# start of Working data
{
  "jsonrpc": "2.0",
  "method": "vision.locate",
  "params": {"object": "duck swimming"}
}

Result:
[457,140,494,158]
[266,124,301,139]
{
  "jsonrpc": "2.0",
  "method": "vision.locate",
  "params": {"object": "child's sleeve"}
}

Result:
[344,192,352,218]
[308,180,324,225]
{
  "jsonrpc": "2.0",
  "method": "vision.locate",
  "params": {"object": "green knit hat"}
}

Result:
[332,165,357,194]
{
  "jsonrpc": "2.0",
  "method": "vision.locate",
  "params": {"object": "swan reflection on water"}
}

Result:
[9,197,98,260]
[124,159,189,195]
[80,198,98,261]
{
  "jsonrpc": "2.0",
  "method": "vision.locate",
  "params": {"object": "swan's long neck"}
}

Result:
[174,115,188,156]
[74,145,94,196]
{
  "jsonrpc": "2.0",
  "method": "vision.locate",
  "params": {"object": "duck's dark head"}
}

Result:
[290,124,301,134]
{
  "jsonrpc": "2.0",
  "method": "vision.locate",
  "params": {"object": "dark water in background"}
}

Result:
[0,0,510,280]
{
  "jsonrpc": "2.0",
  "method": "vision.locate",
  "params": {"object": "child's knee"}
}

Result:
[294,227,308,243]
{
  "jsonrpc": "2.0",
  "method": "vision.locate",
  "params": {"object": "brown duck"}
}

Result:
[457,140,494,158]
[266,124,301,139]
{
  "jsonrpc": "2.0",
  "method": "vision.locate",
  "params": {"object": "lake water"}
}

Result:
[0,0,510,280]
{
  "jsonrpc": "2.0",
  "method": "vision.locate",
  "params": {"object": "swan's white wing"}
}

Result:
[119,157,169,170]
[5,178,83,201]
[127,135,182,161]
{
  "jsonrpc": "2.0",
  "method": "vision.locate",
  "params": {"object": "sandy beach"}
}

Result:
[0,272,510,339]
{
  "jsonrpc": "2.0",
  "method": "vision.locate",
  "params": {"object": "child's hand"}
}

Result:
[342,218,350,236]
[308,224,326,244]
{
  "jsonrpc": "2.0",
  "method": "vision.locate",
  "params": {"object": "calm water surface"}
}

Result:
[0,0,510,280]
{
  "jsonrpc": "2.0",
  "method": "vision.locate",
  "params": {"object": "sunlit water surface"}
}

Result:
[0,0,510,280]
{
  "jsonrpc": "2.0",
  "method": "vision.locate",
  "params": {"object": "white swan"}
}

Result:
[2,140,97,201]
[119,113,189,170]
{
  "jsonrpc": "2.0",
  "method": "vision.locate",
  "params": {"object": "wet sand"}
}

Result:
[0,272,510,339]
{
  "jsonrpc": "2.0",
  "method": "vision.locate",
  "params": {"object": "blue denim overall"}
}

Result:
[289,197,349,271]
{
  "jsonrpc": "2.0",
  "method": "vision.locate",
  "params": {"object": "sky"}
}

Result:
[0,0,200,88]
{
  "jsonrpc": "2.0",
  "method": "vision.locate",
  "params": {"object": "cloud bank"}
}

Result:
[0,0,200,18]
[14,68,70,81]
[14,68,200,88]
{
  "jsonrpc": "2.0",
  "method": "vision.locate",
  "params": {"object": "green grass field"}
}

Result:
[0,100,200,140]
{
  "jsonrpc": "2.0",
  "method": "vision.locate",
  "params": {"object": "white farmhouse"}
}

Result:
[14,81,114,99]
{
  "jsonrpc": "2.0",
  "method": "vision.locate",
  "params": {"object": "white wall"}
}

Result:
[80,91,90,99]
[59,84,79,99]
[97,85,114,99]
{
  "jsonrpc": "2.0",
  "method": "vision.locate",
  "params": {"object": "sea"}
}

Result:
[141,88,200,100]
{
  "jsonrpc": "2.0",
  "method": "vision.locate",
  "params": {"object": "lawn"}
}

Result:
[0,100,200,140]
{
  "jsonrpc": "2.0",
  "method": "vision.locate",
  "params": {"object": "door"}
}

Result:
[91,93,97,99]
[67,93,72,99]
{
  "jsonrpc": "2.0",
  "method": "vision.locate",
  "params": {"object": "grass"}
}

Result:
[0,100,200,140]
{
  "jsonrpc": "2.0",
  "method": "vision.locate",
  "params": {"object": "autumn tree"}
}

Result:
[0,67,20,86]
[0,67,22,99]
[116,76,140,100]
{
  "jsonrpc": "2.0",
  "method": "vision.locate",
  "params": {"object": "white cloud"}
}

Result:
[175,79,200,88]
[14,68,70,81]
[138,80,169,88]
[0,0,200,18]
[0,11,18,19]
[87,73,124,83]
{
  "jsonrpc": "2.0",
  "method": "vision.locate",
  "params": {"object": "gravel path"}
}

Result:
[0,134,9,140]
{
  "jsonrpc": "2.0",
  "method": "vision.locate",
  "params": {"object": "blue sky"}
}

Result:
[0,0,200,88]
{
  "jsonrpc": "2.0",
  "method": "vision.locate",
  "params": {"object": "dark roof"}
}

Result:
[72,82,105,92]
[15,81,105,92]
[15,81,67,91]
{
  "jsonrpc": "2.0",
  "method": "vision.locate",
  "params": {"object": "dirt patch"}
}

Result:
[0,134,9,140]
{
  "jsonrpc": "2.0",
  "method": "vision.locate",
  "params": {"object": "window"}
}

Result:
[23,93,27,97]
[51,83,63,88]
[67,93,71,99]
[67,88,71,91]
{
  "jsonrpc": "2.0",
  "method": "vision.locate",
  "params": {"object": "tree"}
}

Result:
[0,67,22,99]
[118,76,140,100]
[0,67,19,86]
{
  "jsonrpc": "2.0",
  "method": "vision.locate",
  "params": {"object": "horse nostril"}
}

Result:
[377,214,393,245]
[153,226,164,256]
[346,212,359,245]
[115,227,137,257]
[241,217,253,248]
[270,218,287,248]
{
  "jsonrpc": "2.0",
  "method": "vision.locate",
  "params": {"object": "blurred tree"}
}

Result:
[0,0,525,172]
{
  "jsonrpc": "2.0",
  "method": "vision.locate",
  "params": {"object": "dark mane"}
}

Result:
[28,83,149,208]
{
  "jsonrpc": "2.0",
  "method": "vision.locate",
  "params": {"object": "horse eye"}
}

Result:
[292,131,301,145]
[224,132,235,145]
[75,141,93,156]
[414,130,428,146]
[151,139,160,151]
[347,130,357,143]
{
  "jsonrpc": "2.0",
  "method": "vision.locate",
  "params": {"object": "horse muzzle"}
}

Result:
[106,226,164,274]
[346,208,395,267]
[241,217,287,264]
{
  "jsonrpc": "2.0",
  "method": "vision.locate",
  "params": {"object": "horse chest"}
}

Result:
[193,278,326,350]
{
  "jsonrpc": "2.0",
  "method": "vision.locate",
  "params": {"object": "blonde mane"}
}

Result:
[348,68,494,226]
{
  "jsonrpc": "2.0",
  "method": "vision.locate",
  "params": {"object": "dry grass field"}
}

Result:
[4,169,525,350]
# end of Working data
#### Given instruction
Every line of the data above should be reproduced word for word.

#### Answer to this exercise
{
  "jsonrpc": "2.0",
  "method": "vision.locate",
  "params": {"object": "duck swimming"}
}

Result:
[457,140,494,158]
[266,124,301,139]
{
  "jsonrpc": "2.0",
  "method": "vision.locate",
  "params": {"object": "child's sleeve"}
}

Result:
[344,192,352,218]
[308,180,324,225]
{
  "jsonrpc": "2.0",
  "method": "vision.locate",
  "params": {"object": "green knit hat"}
}

Result:
[332,165,357,194]
{
  "jsonrpc": "2.0",
  "method": "vision.locate",
  "params": {"object": "swan reflection on water"}
}

Result:
[9,197,98,260]
[124,159,189,195]
[80,198,98,261]
{
  "jsonrpc": "2.0",
  "method": "vision.locate",
  "params": {"object": "swan's long neck"}
}

Result:
[174,115,188,156]
[74,145,94,196]
{
  "jsonrpc": "2.0",
  "method": "vision.locate",
  "params": {"object": "duck's dark head"}
}

Result:
[290,124,301,134]
{
  "jsonrpc": "2.0",
  "method": "vision.locate",
  "params": {"object": "dark water in background"}
}

Result:
[0,0,510,280]
{
  "jsonrpc": "2.0",
  "method": "vision.locate",
  "params": {"object": "child's knee"}
}

Result:
[294,227,308,243]
{
  "jsonrpc": "2.0",
  "method": "vision.locate",
  "params": {"object": "brown duck"}
}

Result:
[457,140,494,158]
[266,124,301,139]
{
  "jsonrpc": "2.0",
  "method": "vision.locate",
  "params": {"object": "lake water"}
}

Result:
[0,0,510,280]
{
  "jsonrpc": "2.0",
  "method": "vision.locate",
  "params": {"object": "swan's white wing"}
}

Result:
[119,157,169,170]
[5,178,83,201]
[127,135,182,161]
{
  "jsonrpc": "2.0",
  "method": "vision.locate",
  "params": {"object": "sandy beach"}
}

Result:
[0,272,510,339]
{
  "jsonrpc": "2.0",
  "method": "vision.locate",
  "params": {"object": "child's hand"}
}

Result:
[342,218,350,236]
[308,224,326,244]
{
  "jsonrpc": "2.0",
  "method": "vision.locate",
  "params": {"object": "calm water surface"}
}

Result:
[0,0,510,280]
{
  "jsonrpc": "2.0",
  "method": "vision.locate",
  "params": {"object": "sunlit water surface"}
}

Result:
[0,0,510,280]
{
  "jsonrpc": "2.0",
  "method": "vision.locate",
  "params": {"object": "white swan"}
}

Result:
[2,140,97,201]
[119,113,189,170]
{
  "jsonrpc": "2.0",
  "method": "vision.locate",
  "params": {"object": "wet sand"}
}

Result:
[0,272,510,339]
{
  "jsonrpc": "2.0",
  "method": "vision.locate",
  "params": {"object": "blue denim overall"}
}

Result:
[289,197,349,271]
{
  "jsonrpc": "2.0",
  "method": "vision.locate",
  "params": {"object": "sky"}
}

Result:
[0,0,200,88]
{
  "jsonrpc": "2.0",
  "method": "vision.locate",
  "params": {"object": "cloud bank"}
}

Result:
[0,0,200,18]
[14,68,70,81]
[14,68,200,88]
{
  "jsonrpc": "2.0",
  "method": "vision.locate",
  "params": {"object": "green grass field"}
}

Result:
[0,100,200,140]
{
  "jsonrpc": "2.0",
  "method": "vision.locate",
  "params": {"object": "white farmhouse"}
}

Result:
[14,81,114,99]
{
  "jsonrpc": "2.0",
  "method": "vision.locate",
  "params": {"object": "white wall"}
}

Result:
[80,91,90,99]
[59,84,79,99]
[97,85,114,99]
{
  "jsonrpc": "2.0",
  "method": "vision.locate",
  "params": {"object": "sea"}
}

Result:
[141,88,200,100]
{
  "jsonrpc": "2.0",
  "method": "vision.locate",
  "params": {"object": "lawn"}
}

Result:
[0,100,200,140]
{
  "jsonrpc": "2.0",
  "method": "vision.locate",
  "params": {"object": "door"}
}

Result:
[91,93,97,99]
[67,93,72,99]
{
  "jsonrpc": "2.0",
  "method": "vision.locate",
  "params": {"object": "grass"}
}

Result:
[0,100,200,140]
{
  "jsonrpc": "2.0",
  "method": "vision.locate",
  "params": {"object": "autumn tree"}
}

Result:
[0,67,20,86]
[0,67,22,99]
[116,76,140,100]
{
  "jsonrpc": "2.0",
  "method": "vision.locate",
  "params": {"object": "white cloud"}
}

Result:
[175,79,200,88]
[14,68,70,81]
[138,80,169,88]
[0,0,200,18]
[0,11,18,19]
[87,73,124,83]
{
  "jsonrpc": "2.0",
  "method": "vision.locate",
  "params": {"object": "gravel path"}
}

Result:
[0,134,9,140]
{
  "jsonrpc": "2.0",
  "method": "vision.locate",
  "params": {"object": "blue sky"}
}

Result:
[0,0,200,88]
{
  "jsonrpc": "2.0",
  "method": "vision.locate",
  "params": {"object": "dark roof"}
}

Result:
[72,82,105,92]
[15,81,105,92]
[15,81,67,91]
{
  "jsonrpc": "2.0",
  "method": "vision.locate",
  "params": {"object": "dirt patch"}
}

Result:
[0,134,9,140]
{
  "jsonrpc": "2.0",
  "method": "vision.locate",
  "params": {"object": "window"}
}

Result:
[23,93,27,97]
[51,83,63,88]
[67,93,71,99]
[67,88,71,91]
{
  "jsonrpc": "2.0",
  "method": "vision.locate",
  "params": {"object": "tree"}
}

Result:
[0,67,22,99]
[118,76,140,100]
[0,67,19,86]
{
  "jsonrpc": "2.0",
  "method": "vision.locate",
  "params": {"object": "horse nostril"}
}

Result:
[377,214,393,245]
[153,226,164,256]
[346,212,359,245]
[115,227,137,257]
[241,217,253,248]
[270,218,287,248]
{
  "jsonrpc": "2.0",
  "method": "vision.locate",
  "params": {"object": "blurred tree"}
}

Result:
[0,0,525,172]
{
  "jsonrpc": "2.0",
  "method": "vision.locate",
  "params": {"object": "dark mane"}
}

Result:
[28,83,149,208]
{
  "jsonrpc": "2.0",
  "method": "vision.locate",
  "params": {"object": "horse eye"}
}

Result:
[292,131,301,145]
[224,132,235,145]
[75,141,93,156]
[414,130,428,146]
[151,139,160,151]
[347,130,357,143]
{
  "jsonrpc": "2.0",
  "method": "vision.locate",
  "params": {"object": "horse muzzle"}
}

Result:
[106,226,164,274]
[346,208,395,267]
[241,217,287,264]
{
  "jsonrpc": "2.0",
  "method": "vision.locate",
  "params": {"object": "horse chest"}
}

Result:
[193,278,326,350]
{
  "jsonrpc": "2.0",
  "method": "vision.locate",
  "params": {"object": "blonde mane"}
}

Result:
[348,68,494,226]
{
  "jsonrpc": "2.0",
  "method": "vision.locate",
  "params": {"object": "dry grass field"}
}

Result:
[4,169,525,350]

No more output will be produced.